● **Recorded data**:
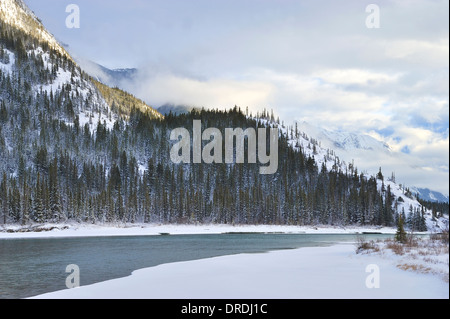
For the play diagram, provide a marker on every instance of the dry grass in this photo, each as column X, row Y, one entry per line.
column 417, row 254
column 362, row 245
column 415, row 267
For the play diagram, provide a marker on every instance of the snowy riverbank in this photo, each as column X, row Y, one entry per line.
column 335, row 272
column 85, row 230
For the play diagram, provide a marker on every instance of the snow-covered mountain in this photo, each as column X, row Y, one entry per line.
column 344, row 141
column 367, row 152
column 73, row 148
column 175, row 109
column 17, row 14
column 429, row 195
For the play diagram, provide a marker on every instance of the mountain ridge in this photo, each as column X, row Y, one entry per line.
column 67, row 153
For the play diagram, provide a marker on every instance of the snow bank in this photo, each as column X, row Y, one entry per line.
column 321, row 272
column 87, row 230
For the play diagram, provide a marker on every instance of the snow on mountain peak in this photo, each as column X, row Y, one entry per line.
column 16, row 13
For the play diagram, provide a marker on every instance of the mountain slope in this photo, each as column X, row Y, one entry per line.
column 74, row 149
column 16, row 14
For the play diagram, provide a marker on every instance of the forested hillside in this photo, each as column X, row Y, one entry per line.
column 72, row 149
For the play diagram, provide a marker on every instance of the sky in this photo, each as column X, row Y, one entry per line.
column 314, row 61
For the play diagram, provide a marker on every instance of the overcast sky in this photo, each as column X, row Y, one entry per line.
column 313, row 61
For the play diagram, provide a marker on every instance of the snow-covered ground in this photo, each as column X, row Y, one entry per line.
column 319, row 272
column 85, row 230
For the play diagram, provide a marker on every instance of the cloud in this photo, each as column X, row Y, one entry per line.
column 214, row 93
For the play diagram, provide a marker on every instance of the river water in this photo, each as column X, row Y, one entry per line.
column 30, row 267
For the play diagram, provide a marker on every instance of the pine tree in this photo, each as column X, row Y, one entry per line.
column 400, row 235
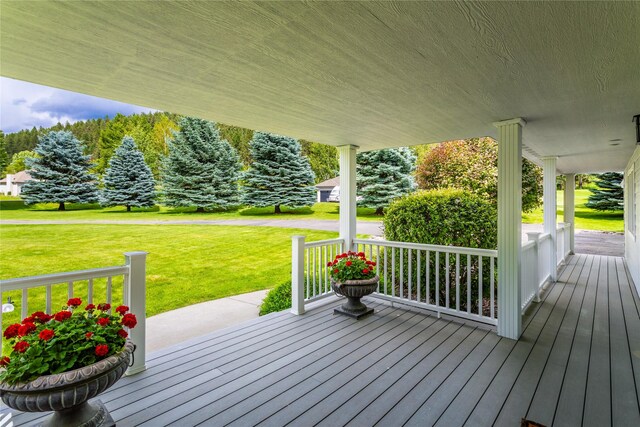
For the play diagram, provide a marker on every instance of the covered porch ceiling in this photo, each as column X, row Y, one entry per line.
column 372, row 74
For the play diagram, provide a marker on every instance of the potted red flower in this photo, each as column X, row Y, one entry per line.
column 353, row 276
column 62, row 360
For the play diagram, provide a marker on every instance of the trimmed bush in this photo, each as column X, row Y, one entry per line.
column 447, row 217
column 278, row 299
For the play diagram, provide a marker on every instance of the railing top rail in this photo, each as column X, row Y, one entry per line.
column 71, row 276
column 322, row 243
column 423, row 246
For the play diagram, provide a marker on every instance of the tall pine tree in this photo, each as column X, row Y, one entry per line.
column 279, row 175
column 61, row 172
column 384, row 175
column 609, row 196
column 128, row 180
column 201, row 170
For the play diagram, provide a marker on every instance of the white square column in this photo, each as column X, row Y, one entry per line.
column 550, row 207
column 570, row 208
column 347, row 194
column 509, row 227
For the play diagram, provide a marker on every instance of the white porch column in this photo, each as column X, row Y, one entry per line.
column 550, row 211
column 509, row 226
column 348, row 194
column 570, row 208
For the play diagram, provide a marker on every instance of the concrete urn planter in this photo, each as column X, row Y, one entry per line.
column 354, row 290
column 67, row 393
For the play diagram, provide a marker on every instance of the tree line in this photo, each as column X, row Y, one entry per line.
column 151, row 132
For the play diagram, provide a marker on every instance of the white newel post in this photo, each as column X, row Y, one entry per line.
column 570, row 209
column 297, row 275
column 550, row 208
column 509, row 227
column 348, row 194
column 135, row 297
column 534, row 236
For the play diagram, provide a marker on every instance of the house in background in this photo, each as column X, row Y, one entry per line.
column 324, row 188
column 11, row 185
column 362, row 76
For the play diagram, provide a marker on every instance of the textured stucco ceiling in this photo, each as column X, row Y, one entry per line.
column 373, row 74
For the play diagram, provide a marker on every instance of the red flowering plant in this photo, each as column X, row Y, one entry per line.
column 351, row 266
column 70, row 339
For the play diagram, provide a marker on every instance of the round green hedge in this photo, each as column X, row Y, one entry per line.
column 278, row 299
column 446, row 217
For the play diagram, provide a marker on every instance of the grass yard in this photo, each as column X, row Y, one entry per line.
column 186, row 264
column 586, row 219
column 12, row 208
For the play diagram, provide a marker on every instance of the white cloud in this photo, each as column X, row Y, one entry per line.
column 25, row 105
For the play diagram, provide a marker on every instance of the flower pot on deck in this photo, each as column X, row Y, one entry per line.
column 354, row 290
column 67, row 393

● **Exercise description**:
The listing above needs to be output again exactly. Don't include the pictures.

● **Response below**:
For the play diagram, provide a marker on every instance of the dry grass in this photo, each as column X, row Y, one entry per line.
column 417, row 254
column 362, row 245
column 415, row 267
For the play diagram, provide a marker on every instance of the snowy riverbank in this photo, each as column X, row Y, one entry per line.
column 335, row 272
column 85, row 230
For the play diagram, provide a marker on every instance of the snow-covered mountain in this photo, each as column X, row Y, one entry per line.
column 344, row 141
column 367, row 152
column 73, row 148
column 175, row 109
column 17, row 14
column 429, row 195
For the play diagram, provide a marker on every instance of the mountain ridge in this photo, each as column X, row Y, one entry per line.
column 67, row 153
For the play diagram, provide a marker on every instance of the snow bank in this photo, each as column X, row Y, one entry per line.
column 321, row 272
column 87, row 230
For the play diagram, provide a marker on every instance of the snow on mountain peak in this photo, each as column X, row Y, one entry per line.
column 16, row 13
For the play diagram, provide a marker on every instance of the mountain slope in this photo, each as column X, row Y, one entry per line.
column 74, row 149
column 16, row 14
For the play diagram, provide a marker on every instance of the forested hillside in this photo, each as column X, row Y, one entry per line.
column 72, row 149
For the play diagram, provide a marker on every instance of the sky in this photo, each as column X, row Y, one entry per line.
column 314, row 61
For the play diagram, provide a marker on every instance of the overcast sky in this photo, each as column X, row Y, one entry per line.
column 313, row 61
For the play diagram, provide a marker on every instance of the snow-covered ground in this photo, each as column X, row Y, one entry per line.
column 319, row 272
column 85, row 230
For the play diagram, provide a marker on every instance of the cloud in this photo, each as column X, row Y, one entry per line.
column 214, row 93
For the play diagram, provide a marker on every instance of the river water in this photo, each as column X, row Y, one entry per line.
column 30, row 267
For the play diagram, provide a marker on every instance of the pine tree in this photo, each as column X, row Y, one entry per line.
column 400, row 235
For the play diagram, provide a marker on every instance of the covered porch ceiling in this photo, each as column X, row Y, one entry per line.
column 372, row 74
For the play diagram, provide a marker on every instance of the potted red flower in this photo, each as column X, row Y, one entry per line.
column 353, row 276
column 62, row 360
For the play diagram, provide a marker on every instance of the trimmed bush in this photo, each as column X, row Y, one entry per line.
column 447, row 217
column 278, row 299
For the play diagram, provide a marker on every instance of the railing top rail in this photo, each as column X, row Y, one entry per line.
column 71, row 276
column 322, row 243
column 423, row 246
For the play diagram, provide a marker on every instance of the tall pine tree in this photo, each as column X, row Y, one entry per line.
column 279, row 175
column 61, row 172
column 384, row 175
column 609, row 196
column 128, row 180
column 201, row 170
For the play diagram, provide a marker on every instance of the white square column in this photo, each as column X, row Y, one entry per line.
column 550, row 207
column 570, row 208
column 347, row 194
column 509, row 227
For the play diagram, provide a marker on every instance of the white porch column in this photo, each as column X, row Y, one entry per line.
column 550, row 211
column 509, row 226
column 348, row 194
column 570, row 208
For the play diagram, provide a marker on every instance of the concrete urn planter in this photo, each as column X, row Y, one entry per line.
column 354, row 290
column 67, row 393
For the play diagram, provide a marker on every instance of the tree line in this photo, each as column X, row Y, one entry per line.
column 151, row 132
For the play diagram, provide a marker on every instance of the white newel post in this photo, each as column X, row Y, one entry per line.
column 570, row 209
column 297, row 275
column 550, row 208
column 509, row 227
column 348, row 194
column 135, row 297
column 534, row 236
For the play diagram, provide a marker on every instance of the house in background in this photo, each as column X, row Y, one entry per line.
column 324, row 188
column 11, row 185
column 362, row 76
For the play diagram, provide a marker on every instance of the textured stucco ceiling in this photo, each as column X, row Y, one entry per line.
column 373, row 74
For the play diagram, provide a marker on every instance of the red flowering plant in this photo, each as column X, row Y, one entry per line.
column 351, row 266
column 70, row 339
For the play diagram, provide a marker on every instance of the round green hedge in this photo, each as column X, row Y, one entry per line.
column 278, row 299
column 446, row 217
For the play diagram, provide a marker on every instance of the grass yard in this photo, each as column X, row Y, one entry per line.
column 186, row 264
column 586, row 219
column 12, row 208
For the play diagram, provide a marker on every instance of the white cloud in this photo, each as column X, row Y, one entry per line.
column 25, row 105
For the play diagram, provide a marker on every instance of the flower pot on deck in this photo, each as column X, row Y, one entry per line.
column 354, row 290
column 67, row 393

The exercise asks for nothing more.